Start of Reading text
# I have (got) - I had got



## argentina

Can the past of have got be *had* *got* or is it just *had*?
Thank you


----------



## Bienvenidos

Could you please post the sentence in the present tense? We could then analyze the proper usage of the verb in the past tense.

*Bien*


----------



## maxiogee

I don't think so. In BE it needs to be *had gotten*, I feel certain.
There was a rumour going around last week, and my neighbour heard it… *John* had gotten *wind of the rumour*.
My favourite football team did well last season… *they *had gotten* to the final of the league, once again*. 
However, as always, AE may differ.


----------



## argentina

First thanks for your answers but how weird those sentences sound in BE! I just mean this:

I have got a dog
I had got a dog???? or I had a dog.


----------



## Bienvenidos

argentina said:
			
		

> First thanks for your answers but how weird those sentences sound in BE! I just mean this:
> 
> I have got a dog
> I had got a dog???? or I had a dog.


 
You would say *I had a dog *in American English.

*Bien*


----------



## nofancypants

Ah, well thats a little different.  Just say "I had a dog".
If you say "I had got a dog" it means that you actually got one last week or something, not that you just had one living with you. If you start using pluperfect tenses not only does it get complicated but sometimes you can lose the meaning.
End of Reading text
Task requirements =>
**a)** In the forum thread about the past of "have got," write out the passage starting with "You would say" and going on through "lose the meaning.", switching "dog" to "cat" wherever it occurs.
**b)** Continue the forum thread about the past of "have got" from the point at which it stops.
Start of Extracted material
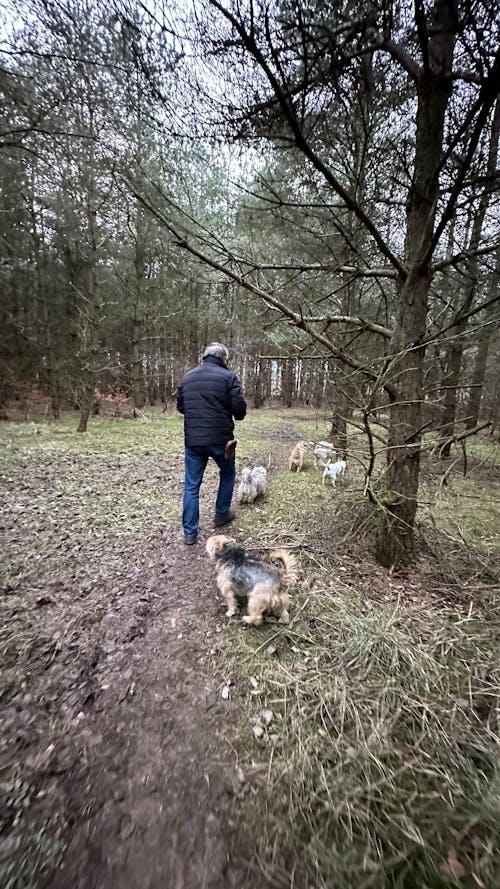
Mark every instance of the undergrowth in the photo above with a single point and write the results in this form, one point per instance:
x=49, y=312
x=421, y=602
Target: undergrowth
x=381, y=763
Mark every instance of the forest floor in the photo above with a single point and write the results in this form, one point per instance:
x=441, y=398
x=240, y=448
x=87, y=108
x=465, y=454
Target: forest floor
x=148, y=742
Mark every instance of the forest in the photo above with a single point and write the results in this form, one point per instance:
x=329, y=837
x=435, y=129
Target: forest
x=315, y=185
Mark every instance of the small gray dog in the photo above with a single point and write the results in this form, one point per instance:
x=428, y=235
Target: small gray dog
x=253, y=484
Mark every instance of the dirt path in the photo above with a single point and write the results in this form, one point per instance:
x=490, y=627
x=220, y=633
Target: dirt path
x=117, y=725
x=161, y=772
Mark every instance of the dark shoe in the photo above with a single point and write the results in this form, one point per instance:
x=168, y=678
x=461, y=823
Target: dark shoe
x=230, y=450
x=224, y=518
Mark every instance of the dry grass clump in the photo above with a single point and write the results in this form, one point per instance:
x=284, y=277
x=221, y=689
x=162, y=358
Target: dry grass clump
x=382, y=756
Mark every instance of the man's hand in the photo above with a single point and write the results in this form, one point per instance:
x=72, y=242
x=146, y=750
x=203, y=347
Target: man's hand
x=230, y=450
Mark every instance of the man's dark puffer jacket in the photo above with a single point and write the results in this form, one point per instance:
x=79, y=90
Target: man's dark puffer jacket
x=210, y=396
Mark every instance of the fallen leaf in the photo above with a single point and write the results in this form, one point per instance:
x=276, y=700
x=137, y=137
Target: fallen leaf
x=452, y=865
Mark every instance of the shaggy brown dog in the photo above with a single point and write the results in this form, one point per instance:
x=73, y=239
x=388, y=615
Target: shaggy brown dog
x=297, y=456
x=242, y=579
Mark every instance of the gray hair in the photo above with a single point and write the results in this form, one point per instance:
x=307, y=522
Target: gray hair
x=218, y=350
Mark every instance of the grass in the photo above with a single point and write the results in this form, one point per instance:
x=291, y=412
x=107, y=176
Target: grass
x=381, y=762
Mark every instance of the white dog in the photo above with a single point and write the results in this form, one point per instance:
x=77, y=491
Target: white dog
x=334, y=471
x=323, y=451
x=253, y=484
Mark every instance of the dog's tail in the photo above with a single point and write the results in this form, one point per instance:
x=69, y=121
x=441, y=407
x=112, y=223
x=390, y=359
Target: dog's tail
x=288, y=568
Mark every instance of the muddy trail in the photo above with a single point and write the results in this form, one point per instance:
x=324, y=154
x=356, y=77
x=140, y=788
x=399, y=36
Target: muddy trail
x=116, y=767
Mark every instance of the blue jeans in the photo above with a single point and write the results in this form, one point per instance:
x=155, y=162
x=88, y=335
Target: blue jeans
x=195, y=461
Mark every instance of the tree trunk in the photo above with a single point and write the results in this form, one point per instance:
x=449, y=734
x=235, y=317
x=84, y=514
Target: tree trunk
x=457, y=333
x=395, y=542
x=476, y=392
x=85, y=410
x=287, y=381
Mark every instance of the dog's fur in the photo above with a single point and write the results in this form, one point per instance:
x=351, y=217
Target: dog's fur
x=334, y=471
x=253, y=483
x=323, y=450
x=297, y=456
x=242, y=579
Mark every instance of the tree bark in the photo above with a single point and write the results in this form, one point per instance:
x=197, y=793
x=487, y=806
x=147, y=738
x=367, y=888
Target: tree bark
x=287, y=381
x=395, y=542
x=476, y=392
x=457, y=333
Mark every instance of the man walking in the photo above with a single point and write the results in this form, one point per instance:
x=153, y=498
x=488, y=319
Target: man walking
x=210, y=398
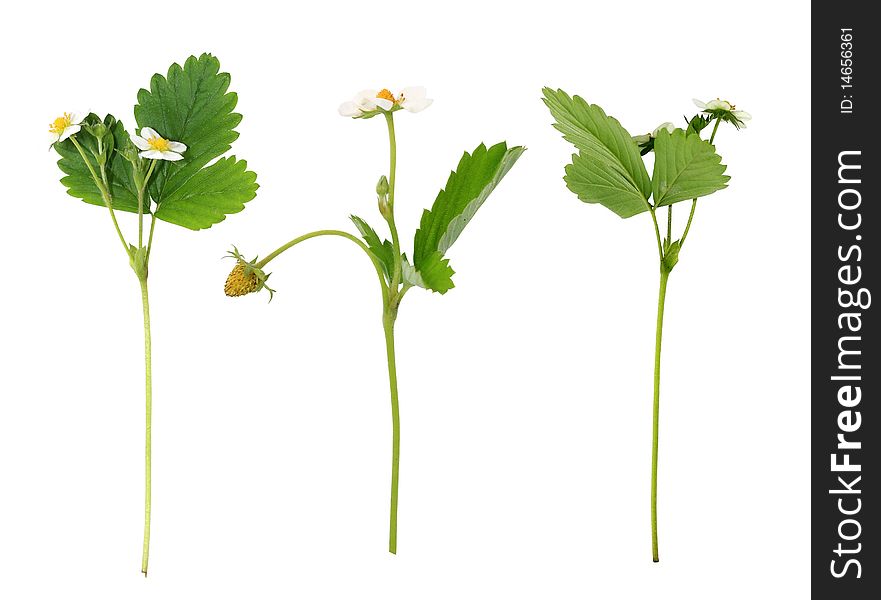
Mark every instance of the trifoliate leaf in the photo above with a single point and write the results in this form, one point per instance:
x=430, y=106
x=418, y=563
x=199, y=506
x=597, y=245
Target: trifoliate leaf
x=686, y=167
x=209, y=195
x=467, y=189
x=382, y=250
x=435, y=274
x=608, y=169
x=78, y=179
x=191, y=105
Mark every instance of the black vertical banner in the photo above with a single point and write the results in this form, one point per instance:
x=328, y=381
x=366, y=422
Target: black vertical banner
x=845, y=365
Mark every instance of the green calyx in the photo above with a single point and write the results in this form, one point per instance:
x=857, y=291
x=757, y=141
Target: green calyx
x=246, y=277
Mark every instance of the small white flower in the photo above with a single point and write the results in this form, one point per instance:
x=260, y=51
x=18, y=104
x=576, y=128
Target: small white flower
End of Extracted material
Start of Extracted material
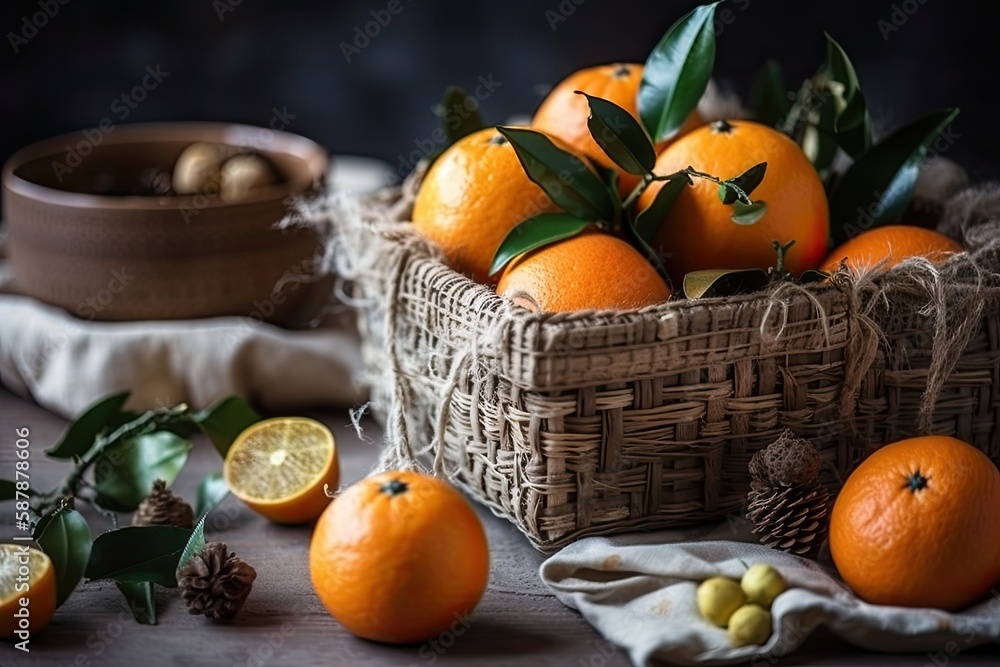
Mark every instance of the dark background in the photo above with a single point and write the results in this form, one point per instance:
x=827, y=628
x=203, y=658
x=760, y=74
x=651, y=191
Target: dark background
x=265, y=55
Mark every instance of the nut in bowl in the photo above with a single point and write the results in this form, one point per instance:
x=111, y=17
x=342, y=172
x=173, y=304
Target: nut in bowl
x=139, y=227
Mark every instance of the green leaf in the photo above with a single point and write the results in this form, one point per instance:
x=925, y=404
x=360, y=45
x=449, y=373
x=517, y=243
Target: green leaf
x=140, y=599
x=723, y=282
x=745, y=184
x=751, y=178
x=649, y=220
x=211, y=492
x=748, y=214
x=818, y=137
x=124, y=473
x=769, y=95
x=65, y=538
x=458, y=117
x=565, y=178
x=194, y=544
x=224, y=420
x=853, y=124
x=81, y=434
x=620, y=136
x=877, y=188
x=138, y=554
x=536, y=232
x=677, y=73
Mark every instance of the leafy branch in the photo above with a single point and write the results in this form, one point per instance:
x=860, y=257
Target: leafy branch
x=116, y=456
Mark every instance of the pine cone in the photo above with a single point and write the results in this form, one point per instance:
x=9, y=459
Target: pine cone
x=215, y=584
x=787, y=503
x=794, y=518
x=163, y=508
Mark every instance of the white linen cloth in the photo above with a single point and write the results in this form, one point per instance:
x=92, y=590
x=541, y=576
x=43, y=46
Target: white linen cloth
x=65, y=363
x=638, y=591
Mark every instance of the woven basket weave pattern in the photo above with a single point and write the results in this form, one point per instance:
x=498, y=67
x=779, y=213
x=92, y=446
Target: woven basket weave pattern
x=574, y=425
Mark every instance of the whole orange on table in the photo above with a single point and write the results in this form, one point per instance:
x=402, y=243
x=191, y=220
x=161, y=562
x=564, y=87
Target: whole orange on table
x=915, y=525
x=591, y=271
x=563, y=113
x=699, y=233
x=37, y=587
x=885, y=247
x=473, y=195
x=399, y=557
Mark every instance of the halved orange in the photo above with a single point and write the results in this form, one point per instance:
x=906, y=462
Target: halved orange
End of Extracted material
Answer list =>
**a)**
You would say *I had a cat *in American English.

*Bien*


----------



## nofancypants

Ah, well thats a little different.  Just say "I had a cat".
If you say "I had got a cat" it means that you actually got one last week or something, not that you just had one living with you. If you start using pluperfect tenses not only does it get complicated but sometimes you can lose the meaning.

**b)**
----------



## nofancypants

I had a dog is correct in proper English too by the way...


----------



## river

"The past participle _gotten_ predominates in AmE, _got_ in BrE." (Bryan Garner)


----------



## nofancypants

The word "Gotten" really isnt proper English. So if youre using it for something rather important i would advise not using it, but if its for something trivial then thats ok. Its more of an American thing i guess us Brits dont use the word! hehe


> *WR Rule #22* - Except as a topic of discussion, chatspeak and SMS style are not acceptable. *Members must do their best to write using standard language forms.* *<<This includes using capital letters where appropriate.>> *


----------



## yojan

I have got a dog.
I have gotten a dog. (?? sounds a bit wierd)
I had gotten a dog. - pluperfect

Well as far as rules go, that is how I would put it. Nonetheless it does sound very wierd (the ones in the past tenses).


----------



## maxiogee

You mean I've been speaking American whenever I have moaned "I've gotten sick of the lack of decent TV programmes!"?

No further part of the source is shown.